Dataset items:

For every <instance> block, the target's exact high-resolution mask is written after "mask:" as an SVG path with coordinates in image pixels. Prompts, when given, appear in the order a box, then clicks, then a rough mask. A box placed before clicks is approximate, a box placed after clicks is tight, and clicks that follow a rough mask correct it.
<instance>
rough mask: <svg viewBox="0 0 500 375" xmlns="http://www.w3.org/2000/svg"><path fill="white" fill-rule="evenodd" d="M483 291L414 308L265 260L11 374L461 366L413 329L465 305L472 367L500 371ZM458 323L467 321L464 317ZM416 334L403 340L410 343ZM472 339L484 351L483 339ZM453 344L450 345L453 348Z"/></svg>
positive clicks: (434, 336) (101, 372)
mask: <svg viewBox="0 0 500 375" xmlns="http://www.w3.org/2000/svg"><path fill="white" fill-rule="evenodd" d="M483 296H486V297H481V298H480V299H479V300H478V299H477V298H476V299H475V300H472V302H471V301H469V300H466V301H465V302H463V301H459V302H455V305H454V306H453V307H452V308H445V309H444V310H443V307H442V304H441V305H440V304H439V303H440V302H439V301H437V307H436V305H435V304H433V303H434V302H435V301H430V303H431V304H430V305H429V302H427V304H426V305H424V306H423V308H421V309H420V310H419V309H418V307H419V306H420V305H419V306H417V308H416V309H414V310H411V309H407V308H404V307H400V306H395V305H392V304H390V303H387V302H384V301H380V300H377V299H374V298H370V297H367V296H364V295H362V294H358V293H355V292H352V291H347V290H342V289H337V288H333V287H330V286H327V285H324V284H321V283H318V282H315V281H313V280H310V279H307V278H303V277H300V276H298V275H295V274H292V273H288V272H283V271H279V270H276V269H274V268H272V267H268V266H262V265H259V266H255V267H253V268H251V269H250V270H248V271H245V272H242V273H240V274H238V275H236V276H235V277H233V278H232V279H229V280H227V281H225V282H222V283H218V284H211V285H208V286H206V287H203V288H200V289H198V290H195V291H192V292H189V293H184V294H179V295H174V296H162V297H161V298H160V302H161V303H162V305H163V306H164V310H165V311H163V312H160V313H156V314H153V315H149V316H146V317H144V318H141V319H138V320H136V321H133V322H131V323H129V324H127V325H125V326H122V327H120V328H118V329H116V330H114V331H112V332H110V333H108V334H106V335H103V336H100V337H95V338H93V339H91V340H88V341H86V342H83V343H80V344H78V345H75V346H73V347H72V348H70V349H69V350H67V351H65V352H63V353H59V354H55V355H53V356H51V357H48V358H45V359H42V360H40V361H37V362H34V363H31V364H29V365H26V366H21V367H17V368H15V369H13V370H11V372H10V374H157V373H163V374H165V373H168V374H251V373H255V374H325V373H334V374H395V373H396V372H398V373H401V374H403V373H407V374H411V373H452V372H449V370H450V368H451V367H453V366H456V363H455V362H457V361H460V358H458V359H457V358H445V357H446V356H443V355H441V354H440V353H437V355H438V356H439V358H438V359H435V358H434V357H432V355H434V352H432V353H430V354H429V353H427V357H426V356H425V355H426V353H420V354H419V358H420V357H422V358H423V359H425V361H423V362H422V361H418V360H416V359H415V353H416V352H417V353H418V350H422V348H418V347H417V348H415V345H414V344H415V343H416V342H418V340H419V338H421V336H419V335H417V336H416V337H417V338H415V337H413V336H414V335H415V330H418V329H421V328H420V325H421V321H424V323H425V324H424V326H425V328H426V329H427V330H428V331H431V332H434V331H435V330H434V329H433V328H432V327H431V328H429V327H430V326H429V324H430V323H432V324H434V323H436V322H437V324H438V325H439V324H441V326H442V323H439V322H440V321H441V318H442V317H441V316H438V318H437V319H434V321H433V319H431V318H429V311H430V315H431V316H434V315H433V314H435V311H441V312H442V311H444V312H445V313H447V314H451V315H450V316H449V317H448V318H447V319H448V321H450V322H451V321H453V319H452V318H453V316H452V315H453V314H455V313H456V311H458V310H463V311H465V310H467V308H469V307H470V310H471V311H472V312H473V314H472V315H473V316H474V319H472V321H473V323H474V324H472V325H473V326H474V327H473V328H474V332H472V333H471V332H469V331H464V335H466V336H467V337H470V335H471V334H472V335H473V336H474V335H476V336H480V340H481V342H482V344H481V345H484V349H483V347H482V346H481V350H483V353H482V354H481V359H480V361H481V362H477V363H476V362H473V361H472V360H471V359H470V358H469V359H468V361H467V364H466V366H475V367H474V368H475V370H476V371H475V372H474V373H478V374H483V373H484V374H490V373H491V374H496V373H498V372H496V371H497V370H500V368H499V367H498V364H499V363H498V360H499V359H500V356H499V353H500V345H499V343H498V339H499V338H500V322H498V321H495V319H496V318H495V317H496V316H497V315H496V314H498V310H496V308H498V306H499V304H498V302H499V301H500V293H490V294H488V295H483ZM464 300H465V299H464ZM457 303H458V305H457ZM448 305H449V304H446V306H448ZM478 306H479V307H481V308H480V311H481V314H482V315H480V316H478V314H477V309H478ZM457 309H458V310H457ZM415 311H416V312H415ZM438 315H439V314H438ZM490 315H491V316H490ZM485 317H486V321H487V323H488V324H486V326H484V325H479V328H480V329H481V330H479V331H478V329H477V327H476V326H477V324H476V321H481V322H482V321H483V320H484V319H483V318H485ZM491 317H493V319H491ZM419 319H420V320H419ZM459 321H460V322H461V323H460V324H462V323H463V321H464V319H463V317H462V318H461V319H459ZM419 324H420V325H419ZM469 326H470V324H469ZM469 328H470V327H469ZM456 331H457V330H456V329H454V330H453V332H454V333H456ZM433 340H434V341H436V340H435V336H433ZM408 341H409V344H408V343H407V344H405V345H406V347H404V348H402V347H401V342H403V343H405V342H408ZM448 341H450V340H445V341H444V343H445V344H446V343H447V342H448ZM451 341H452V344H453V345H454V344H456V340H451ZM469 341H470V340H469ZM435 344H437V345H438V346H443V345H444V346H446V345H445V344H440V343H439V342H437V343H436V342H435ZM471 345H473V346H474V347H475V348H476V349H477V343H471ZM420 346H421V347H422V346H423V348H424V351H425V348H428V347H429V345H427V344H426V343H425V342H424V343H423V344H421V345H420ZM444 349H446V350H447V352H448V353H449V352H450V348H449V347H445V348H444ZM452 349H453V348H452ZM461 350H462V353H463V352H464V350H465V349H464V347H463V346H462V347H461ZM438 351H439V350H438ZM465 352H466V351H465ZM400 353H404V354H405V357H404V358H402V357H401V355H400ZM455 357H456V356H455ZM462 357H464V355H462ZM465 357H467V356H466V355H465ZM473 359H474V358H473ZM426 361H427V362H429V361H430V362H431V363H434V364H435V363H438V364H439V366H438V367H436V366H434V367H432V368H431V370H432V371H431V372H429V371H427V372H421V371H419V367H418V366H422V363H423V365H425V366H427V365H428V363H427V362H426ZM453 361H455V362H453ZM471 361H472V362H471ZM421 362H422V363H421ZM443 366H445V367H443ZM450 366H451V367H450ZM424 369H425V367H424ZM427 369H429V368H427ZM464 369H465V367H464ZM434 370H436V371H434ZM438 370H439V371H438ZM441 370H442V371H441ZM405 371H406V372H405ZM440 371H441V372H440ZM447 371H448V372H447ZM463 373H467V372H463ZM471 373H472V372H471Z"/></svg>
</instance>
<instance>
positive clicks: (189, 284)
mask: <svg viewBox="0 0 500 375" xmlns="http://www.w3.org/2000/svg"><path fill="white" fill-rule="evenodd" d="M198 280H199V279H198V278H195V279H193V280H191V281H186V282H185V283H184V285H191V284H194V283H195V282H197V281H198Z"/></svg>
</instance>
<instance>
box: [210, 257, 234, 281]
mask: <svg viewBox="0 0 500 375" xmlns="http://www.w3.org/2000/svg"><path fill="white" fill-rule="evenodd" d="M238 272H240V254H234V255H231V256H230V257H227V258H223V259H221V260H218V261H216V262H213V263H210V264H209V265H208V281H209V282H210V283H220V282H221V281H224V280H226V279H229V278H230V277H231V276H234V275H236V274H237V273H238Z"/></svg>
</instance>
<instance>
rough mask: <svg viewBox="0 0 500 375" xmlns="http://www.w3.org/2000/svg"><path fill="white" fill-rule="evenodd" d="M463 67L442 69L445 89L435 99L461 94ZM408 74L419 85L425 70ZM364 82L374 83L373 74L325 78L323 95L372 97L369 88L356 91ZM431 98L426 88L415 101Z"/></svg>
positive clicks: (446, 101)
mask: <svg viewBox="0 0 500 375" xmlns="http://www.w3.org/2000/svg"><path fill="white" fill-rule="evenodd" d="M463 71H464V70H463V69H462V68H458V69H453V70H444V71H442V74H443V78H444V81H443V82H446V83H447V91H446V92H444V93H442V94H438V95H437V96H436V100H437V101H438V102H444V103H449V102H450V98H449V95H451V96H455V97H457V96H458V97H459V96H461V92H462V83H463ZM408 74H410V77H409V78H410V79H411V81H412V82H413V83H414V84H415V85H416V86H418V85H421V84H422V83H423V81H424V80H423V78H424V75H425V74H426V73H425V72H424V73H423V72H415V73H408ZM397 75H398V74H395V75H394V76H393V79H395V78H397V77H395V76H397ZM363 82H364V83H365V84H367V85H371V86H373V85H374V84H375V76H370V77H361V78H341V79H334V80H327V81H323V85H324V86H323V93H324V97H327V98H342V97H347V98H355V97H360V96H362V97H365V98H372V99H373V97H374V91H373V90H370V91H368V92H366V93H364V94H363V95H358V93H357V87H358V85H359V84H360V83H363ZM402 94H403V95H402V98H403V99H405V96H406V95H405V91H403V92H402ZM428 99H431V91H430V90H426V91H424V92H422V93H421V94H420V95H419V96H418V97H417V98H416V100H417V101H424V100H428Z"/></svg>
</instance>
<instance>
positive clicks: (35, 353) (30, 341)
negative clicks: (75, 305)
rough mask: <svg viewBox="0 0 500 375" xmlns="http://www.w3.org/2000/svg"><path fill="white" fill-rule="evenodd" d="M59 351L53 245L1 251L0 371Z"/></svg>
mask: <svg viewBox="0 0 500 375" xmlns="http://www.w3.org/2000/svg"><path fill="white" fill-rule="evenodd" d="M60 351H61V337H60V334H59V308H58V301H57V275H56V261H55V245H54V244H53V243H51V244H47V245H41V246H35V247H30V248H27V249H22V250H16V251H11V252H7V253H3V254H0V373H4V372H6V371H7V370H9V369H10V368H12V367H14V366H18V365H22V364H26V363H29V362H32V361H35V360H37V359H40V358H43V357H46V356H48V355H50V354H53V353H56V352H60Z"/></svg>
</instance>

DIRECTIONS FOR THIS TASK: Recast the stretch from the start of the records through the line containing "positive clicks: (434, 336) (101, 372)" as a Markdown table with the columns Row and Line, leaving out any blank lines.

RESPONSE BOX:
| Row | Line |
|---|---|
| 1 | For every <instance> block, the target's exact high-resolution mask is written after "mask:" as an SVG path with coordinates in image pixels. Prompts, when given, appear in the order a box, then clicks, then a rough mask. A box placed before clicks is approximate, a box placed after clicks is tight, and clicks that follow a rough mask correct it. |
| 2 | <instance> |
| 3 | rough mask: <svg viewBox="0 0 500 375" xmlns="http://www.w3.org/2000/svg"><path fill="white" fill-rule="evenodd" d="M483 291L414 308L265 260L11 374L461 366L413 329L465 305L472 367L500 371ZM458 323L467 321L464 317ZM416 334L403 340L410 343ZM472 339L484 351L483 339ZM453 344L450 345L453 348Z"/></svg> |
| 4 | positive clicks: (434, 336) (101, 372) |